**Zadania do wykonania**
(a) Wypisz z zamieszczonego niżej tekstu o odwrotnym obciążeniu VAT wszystkie branże podane jako te, których dotyczył ten mechanizm w obrocie krajowym.
(b) Odpowiedz na podstawie zamieszczonego niżej tekstu o odwrotnym obciążeniu VAT:
(i) Kto w tradycyjnym modelu nalicza i odprowadza podatek VAT?
(ii) W którym załączniku do ustawy o VAT umieszczono listę usług objętych procedurą odwrotnego obciążenia?
(iii) Jak nazywał się druk informacji podsumowującej w obrocie krajowym?
(c) Przełóż na język angielski zdanie z zamieszczonego niżej tekstu o odwrotnym obciążeniu VAT: „Odwrotne obciążenie polega na przerzuceniu obowiązku rozliczania podatku VAT ze sprzedawcy na nabywcę”.

**Tekst źródłowy**
----------
Odwrotne obciążenie polega na przerzuceniu obowiązku rozliczania podatku VAT ze sprzedawcy na nabywcę. W tradycyjnym modelu to sprzedawca nalicza i odprowadza podatek VAT, natomiast w przypadku odwrotnego obciążenia obowiązek ten przechodzi na kupującego. Czy wiesz, kiedy może zostać zastosowane odwrotne obciążenie? W artykule wskazujemy, kiedy podatek VAT będzie musiał rozliczyć nabywca, a nie sprzedawca.
Odwrotne obciążenie zastąpione obowiązkowym split payment
Mechanizm odwrotnego obciążenia w obrocie krajowym był stosowany do rozliczeń tzw. towarów i usług wrażliwych w celu zwalczania nadużyć podatkowych i wyłudzeń VAT, które często występowały w obrocie tymi towarami czy usługami. Dotyczyło to takich branż jak np. handel złomem, stalą, odpadami, elektroniką czy budownictwo. Listę towarów dla transakcji krajowych, co do których odwrotne obciążenie miało zastosowanie, zawierał załącznik nr 11 do ustawy o VAT. Natomiast lista usług objętych procedurą odwrotnego obciążenia była umieszczona w załączniku nr 14 do ustawy. W przypadku nabyć towarów lub usług zawartych w tych załącznikach obowiązek rozliczenia podatku VAT co do zasady leżał po stronie nabywcy. Natomiast sprzedawca zobligowany do stosowania procedury odwrotnego obciążenia zobowiązany był także do przygotowywania informacji podsumowujących dla transakcji objętych odwrotnym obciążeniem za okresy miesięczne. Takim drukiem była informacja podsumowująca VAT-27 w obrocie krajowym.
----------
**Udostępnione dane**
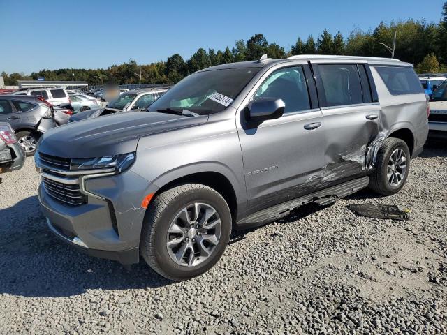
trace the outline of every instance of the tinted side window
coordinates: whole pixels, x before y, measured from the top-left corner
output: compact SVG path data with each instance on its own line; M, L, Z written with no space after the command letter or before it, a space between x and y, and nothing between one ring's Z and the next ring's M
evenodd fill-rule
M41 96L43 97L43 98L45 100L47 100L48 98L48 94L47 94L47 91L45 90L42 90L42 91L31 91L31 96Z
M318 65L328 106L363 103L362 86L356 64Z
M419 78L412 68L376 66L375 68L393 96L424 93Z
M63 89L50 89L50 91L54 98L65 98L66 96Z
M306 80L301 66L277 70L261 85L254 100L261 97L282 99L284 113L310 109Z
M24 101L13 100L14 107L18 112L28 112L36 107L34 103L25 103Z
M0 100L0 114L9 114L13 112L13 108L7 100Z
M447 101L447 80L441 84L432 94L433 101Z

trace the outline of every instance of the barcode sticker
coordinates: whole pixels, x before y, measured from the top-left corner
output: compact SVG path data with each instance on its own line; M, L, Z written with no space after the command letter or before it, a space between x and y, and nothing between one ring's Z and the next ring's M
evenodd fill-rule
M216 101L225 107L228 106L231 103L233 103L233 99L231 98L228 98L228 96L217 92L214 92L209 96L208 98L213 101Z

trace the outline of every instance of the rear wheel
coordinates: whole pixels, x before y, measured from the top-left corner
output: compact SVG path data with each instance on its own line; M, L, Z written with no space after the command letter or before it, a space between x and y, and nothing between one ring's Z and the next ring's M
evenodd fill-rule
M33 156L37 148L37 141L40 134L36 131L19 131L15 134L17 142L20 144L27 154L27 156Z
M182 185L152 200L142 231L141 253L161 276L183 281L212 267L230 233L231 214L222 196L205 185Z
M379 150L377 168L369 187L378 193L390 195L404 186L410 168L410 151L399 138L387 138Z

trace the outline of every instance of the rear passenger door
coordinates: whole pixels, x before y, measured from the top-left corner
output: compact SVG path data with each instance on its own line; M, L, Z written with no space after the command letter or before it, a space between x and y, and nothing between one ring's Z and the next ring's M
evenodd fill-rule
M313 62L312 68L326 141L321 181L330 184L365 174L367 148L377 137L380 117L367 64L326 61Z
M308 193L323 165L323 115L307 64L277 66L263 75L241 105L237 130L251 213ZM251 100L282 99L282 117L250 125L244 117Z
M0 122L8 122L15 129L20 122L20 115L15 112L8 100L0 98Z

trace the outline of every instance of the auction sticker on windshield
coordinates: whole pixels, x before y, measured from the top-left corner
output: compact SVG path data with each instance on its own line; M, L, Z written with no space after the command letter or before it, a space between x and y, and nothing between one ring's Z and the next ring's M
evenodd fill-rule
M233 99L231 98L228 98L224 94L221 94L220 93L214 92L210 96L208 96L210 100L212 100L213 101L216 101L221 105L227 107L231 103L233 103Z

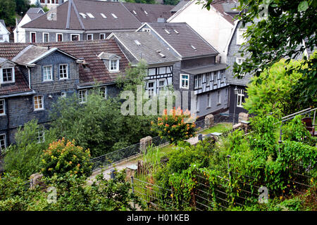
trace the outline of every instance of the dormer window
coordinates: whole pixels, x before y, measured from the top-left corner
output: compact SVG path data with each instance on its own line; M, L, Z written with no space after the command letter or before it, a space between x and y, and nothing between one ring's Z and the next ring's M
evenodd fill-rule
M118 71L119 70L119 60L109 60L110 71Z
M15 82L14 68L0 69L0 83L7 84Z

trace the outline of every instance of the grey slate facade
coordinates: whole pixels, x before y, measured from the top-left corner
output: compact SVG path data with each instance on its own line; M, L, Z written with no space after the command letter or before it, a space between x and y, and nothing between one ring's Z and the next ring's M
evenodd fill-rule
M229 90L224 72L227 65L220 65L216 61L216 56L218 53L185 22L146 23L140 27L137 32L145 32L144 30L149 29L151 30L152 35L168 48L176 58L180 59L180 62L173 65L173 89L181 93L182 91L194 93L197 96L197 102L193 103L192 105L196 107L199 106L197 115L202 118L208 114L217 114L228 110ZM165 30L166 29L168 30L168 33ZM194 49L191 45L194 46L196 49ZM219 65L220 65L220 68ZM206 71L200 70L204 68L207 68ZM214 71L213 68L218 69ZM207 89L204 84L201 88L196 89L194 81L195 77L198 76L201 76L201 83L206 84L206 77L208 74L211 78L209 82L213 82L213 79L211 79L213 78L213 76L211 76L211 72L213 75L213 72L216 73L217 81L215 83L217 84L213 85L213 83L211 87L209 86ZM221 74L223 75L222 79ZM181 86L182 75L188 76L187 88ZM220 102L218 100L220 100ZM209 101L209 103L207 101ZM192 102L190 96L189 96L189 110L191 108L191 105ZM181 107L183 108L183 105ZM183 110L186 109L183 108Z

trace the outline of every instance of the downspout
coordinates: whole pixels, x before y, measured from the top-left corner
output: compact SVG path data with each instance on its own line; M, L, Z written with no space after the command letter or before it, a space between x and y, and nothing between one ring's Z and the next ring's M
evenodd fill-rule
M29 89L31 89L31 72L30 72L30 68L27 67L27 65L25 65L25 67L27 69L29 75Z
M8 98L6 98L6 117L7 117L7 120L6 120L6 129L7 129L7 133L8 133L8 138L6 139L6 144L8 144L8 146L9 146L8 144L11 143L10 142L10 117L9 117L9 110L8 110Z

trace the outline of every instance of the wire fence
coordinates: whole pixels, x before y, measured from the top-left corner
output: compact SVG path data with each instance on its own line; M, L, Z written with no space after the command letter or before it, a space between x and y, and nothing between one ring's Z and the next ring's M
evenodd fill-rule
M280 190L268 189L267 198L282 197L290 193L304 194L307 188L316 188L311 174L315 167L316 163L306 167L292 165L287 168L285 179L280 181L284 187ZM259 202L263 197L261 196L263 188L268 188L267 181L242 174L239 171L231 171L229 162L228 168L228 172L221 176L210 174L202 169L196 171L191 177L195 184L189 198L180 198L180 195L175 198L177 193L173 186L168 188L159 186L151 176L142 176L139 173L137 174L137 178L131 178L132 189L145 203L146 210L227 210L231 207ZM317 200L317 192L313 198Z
----------
**Rozwiązania po kolei**
(a) handel złomem, handel stalą, handel odpadami, handel elektroniką, budownictwo

(b)
(i) Sprzedawca.
(ii) W załączniku nr 14.
(iii) Informacja podsumowująca VAT-27.

(c) The reverse charge consists in shifting the obligation to settle VAT from the seller to the buyer.